YOUR GOAL
Using the records below, locate all lines containing "find" and return them.

╔══

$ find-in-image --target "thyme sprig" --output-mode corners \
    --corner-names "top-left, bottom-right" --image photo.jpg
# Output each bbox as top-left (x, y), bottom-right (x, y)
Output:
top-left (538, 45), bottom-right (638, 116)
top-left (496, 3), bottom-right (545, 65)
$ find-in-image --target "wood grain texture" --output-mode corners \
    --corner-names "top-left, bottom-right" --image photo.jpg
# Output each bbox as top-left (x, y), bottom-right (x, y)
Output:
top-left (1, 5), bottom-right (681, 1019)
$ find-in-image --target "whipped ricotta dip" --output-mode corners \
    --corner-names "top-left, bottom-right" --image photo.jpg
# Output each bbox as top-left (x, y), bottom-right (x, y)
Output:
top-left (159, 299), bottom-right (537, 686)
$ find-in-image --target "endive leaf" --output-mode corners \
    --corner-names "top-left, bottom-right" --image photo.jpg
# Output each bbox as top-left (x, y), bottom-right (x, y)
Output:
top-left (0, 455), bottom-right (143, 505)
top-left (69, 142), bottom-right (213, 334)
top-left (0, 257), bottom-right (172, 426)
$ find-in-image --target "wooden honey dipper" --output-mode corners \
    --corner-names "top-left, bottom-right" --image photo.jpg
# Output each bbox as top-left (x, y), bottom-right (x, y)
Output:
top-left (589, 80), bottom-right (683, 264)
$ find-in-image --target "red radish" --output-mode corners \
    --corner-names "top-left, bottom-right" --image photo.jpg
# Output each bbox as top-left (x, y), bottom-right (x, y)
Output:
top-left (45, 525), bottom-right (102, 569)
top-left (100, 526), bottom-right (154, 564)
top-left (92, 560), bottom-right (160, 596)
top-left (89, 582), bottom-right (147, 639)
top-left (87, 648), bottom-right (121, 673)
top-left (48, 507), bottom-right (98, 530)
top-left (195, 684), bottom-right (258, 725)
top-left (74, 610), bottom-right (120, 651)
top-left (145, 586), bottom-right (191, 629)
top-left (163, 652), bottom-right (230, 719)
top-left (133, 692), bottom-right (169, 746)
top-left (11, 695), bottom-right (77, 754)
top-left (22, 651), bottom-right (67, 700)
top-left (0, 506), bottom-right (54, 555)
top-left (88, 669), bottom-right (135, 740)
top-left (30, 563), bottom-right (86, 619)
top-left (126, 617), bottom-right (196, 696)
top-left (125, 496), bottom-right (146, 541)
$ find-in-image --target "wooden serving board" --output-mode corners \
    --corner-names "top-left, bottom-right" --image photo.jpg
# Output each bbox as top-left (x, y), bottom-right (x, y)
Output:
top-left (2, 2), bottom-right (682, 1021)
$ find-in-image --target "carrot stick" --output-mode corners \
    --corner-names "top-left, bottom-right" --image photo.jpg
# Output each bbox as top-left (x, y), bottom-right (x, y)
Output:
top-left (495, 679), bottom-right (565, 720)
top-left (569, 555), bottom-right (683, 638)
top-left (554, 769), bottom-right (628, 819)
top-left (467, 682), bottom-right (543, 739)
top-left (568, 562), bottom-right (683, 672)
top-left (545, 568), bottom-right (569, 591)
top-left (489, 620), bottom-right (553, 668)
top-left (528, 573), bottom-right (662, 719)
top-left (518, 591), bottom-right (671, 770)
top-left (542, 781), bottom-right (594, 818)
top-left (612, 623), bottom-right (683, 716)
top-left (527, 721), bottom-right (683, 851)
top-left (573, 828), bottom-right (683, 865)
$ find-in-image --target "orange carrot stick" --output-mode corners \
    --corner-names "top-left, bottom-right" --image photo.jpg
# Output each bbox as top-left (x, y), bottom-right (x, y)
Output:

╚══

REPLY
$ find-in-image --target "thyme sprig" --output-mode corners \
$ find-in-image --target "wood grain texture" --output-mode corners \
$ find-in-image --target "whipped ricotta dip" --output-mode corners \
$ find-in-image --target "endive leaf" --output-mode corners \
$ find-in-image --target "wooden honey dipper" --output-mode corners \
$ find-in-image --target "red radish" --output-mode corners \
$ find-in-image --target "wooden serving board" --output-mode corners \
$ find-in-image --target "carrot stick" --output-mode corners \
$ find-in-image --target "orange carrot stick" --output-mode corners \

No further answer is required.